How Microclots and NETs Work Together
Using imaging flow cytometry and fluorescence microscopy, researchers examined plasma samples and confirmed that NETs often become embedded within microclots, forming hybrid structures that resist natural breakdown.
This combination may make microclots more durable and more difficult to dissolve, a process that interferes with blood flow in the smallest capillaries — especially in the brain, lungs, and muscles.
“This interaction could render microclots more resistant to fibrinolysis, promoting their persistence in circulation and contributing to chronic microvascular complications,” said Prof. Pretorius.
In essence, NETs may act like a biological scaffold, stabilizing microclots and turning them into long-lasting blockages that limit oxygen delivery to tissues — a potential explanation for the persistent fatigue, chest pain, and cognitive symptoms that characterize Long COVID.
Artificial Intelligence Unlocks Diagnostic Clues
To analyze the complex web of biomarkers linked to microclots and NETs, the research teams employed machine learning algorithms capable of distinguishing Long COVID patients from healthy controls with high accuracy.

- _Spatial localization data_:
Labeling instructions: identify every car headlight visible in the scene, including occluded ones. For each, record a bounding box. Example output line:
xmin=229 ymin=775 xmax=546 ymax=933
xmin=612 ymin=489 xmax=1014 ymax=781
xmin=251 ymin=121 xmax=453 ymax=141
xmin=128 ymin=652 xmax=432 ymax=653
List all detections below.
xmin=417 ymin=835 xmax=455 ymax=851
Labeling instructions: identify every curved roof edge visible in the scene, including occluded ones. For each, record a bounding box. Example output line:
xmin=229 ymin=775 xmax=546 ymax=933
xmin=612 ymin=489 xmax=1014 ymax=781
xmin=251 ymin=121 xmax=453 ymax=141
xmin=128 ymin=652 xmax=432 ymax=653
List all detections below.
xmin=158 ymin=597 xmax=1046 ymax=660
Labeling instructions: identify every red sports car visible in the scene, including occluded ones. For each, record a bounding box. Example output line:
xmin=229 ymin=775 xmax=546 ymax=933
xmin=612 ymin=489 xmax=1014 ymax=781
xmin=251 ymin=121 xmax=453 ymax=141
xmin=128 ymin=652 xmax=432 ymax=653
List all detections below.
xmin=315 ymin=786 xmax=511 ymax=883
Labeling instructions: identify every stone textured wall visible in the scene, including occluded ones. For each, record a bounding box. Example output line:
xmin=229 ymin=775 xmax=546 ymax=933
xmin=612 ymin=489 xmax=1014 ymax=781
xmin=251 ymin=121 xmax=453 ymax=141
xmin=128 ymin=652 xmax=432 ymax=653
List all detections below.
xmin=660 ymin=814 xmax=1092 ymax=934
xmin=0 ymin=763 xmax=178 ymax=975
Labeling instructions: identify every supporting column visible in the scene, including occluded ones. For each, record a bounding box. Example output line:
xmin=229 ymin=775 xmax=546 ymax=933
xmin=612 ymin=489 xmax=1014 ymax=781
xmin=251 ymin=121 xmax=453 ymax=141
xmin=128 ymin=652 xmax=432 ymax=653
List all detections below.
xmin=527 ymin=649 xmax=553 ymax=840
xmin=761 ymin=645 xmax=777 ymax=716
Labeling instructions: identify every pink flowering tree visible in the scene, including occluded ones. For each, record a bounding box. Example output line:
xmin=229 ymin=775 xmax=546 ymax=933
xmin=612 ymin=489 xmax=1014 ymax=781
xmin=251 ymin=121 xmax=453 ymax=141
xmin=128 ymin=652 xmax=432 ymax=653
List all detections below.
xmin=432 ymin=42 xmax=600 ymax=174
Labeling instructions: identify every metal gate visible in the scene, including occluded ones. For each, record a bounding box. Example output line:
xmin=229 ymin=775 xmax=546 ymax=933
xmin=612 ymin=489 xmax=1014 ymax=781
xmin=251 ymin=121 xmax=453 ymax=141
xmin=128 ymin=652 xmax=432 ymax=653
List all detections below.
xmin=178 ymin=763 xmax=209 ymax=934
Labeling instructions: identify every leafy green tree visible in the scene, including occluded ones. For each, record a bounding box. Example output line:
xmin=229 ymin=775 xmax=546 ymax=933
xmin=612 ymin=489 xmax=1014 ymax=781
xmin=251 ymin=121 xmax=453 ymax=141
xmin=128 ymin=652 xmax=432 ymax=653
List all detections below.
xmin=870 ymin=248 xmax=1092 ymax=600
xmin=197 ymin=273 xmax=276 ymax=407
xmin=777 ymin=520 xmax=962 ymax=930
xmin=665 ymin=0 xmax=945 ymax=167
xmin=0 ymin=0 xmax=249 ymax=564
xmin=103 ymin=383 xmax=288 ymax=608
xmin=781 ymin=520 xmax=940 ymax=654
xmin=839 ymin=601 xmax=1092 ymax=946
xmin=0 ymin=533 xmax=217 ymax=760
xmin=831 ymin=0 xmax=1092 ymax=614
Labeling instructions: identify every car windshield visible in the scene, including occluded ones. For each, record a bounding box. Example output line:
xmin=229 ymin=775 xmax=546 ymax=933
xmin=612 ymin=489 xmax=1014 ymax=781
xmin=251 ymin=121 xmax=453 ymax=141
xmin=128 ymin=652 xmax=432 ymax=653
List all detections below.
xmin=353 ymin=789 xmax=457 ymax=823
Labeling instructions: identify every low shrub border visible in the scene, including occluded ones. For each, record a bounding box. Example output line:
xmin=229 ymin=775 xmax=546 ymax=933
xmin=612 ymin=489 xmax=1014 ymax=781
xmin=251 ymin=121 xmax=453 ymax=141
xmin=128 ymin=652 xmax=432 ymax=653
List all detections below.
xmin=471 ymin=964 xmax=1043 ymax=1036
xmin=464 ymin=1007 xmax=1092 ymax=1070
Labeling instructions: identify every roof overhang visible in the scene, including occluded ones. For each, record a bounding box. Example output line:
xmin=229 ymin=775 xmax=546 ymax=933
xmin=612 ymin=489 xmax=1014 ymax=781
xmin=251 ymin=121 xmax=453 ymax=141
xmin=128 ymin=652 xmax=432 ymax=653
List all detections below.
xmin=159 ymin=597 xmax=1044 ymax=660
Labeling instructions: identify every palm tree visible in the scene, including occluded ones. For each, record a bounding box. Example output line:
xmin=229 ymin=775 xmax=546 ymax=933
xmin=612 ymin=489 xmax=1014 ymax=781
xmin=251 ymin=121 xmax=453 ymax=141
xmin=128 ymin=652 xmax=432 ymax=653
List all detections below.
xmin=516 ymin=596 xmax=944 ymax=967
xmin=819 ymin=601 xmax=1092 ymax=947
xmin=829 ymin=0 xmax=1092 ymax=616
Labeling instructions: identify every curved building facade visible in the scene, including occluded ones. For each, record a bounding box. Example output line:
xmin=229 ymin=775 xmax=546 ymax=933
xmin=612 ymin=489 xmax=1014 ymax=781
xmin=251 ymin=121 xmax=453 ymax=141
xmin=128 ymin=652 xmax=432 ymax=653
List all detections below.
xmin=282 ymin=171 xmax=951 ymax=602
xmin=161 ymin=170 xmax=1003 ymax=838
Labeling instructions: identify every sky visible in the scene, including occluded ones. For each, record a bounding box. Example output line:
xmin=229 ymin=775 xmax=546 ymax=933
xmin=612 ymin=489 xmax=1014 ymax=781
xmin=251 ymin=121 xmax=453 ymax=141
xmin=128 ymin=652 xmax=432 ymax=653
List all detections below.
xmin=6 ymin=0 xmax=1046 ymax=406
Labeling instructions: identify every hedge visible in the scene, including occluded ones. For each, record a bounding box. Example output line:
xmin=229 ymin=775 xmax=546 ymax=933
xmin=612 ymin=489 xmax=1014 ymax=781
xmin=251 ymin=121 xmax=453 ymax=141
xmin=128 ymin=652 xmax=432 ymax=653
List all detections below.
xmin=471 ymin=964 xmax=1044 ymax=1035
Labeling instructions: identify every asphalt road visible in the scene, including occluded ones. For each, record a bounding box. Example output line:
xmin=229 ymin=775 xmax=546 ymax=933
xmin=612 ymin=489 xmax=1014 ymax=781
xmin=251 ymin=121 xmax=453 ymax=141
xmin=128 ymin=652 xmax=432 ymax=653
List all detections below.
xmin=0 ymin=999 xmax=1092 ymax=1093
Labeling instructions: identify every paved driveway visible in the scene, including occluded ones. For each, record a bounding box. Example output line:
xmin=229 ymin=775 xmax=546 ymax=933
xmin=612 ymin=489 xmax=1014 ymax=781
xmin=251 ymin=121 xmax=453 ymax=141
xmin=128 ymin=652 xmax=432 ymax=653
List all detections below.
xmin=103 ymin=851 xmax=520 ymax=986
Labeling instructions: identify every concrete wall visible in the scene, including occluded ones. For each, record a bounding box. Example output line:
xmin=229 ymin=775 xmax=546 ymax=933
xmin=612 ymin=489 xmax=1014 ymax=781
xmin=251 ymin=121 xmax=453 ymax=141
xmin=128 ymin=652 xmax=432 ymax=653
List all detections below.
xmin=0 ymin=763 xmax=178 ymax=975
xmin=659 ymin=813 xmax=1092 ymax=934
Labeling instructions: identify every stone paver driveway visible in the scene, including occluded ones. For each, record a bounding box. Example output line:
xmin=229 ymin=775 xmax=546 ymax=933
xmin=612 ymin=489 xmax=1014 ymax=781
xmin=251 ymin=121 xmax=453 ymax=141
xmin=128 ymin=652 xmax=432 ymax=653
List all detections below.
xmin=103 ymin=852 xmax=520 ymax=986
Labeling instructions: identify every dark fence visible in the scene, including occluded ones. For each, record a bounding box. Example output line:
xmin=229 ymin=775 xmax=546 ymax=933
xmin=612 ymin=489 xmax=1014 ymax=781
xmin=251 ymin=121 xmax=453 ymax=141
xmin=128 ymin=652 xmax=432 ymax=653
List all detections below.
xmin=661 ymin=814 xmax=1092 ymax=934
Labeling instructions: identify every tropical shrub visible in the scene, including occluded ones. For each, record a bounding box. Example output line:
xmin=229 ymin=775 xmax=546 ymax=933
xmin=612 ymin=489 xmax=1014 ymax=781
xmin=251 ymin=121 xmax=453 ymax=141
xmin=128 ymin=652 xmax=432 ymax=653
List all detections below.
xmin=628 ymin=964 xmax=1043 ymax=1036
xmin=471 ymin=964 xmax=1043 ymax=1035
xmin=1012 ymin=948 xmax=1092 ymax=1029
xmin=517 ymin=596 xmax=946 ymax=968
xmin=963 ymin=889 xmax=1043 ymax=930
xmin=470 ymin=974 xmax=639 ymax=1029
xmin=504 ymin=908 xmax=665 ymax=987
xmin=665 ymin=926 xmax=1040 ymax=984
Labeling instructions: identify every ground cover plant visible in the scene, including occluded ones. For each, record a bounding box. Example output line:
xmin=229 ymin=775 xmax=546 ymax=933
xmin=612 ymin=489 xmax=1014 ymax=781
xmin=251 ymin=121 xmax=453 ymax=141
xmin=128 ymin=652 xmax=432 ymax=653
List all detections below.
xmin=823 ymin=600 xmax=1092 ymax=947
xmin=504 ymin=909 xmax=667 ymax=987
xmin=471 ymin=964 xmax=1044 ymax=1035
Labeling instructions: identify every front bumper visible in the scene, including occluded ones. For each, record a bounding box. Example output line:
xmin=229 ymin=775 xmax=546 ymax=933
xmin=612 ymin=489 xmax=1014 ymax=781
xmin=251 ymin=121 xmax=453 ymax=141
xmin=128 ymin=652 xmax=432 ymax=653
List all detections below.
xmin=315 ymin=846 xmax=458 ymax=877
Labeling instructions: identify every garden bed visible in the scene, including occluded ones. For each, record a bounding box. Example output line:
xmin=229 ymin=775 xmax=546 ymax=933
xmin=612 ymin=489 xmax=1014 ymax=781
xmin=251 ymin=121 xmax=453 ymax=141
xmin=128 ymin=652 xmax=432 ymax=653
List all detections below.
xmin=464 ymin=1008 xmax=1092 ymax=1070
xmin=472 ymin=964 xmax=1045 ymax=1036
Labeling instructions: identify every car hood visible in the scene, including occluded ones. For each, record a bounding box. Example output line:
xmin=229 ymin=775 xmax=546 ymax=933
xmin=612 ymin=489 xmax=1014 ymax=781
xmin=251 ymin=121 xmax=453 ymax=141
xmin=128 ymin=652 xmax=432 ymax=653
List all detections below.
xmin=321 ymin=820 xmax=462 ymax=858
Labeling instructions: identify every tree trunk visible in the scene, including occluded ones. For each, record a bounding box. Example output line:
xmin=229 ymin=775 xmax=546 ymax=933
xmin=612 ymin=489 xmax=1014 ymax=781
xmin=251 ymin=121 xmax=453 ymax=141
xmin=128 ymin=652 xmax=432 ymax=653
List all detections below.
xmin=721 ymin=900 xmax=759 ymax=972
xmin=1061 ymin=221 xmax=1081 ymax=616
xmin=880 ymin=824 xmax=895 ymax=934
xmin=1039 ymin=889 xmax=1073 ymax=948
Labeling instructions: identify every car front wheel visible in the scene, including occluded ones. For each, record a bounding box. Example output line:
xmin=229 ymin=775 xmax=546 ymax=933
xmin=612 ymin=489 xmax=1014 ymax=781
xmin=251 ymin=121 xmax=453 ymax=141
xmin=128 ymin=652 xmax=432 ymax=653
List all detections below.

- _WORK TO COMPLETE_:
(a) In the text on microclots and NETs, rewrite the passage from "This combination may" to "said Prof. Pretorius.", substituting "blood vessels" for "capillaries".
(b) For each statement, say whether the text on microclots and NETs agrees with it. Answer yes or no and quote the words that decide it.
(i) Researchers examined plasma samples using imaging flow cytometry and fluorescence microscopy.
(ii) The hybrid structures formed by NETs and microclots break down easily.
(iii) The machine learning algorithms distinguished Long COVID patients from healthy controls with low accuracy.
(c) According to the text on microclots and NETs, in which parts of the body is interference with blood flow in the smallest capillaries especially noted?
The data is not needed for any of this work.

- _ANSWERS FOR THE TASKS_:
(a)
This combination may make microclots more durable and more difficult to dissolve, a process that interferes with blood flow in the smallest blood vessels — especially in the brain, lungs, and muscles.
“This interaction could render microclots more resistant to fibrinolysis, promoting their persistence in circulation and contributing to chronic microvascular complications,” said Prof. Pretorius.

(b)
(i) Yes: "Using imaging flow cytometry and fluorescence microscopy, researchers examined plasma samples"
(ii) No: "forming hybrid structures that resist natural breakdown"
(iii) No: "with high accuracy"

(c) The brain, lungs, and muscles.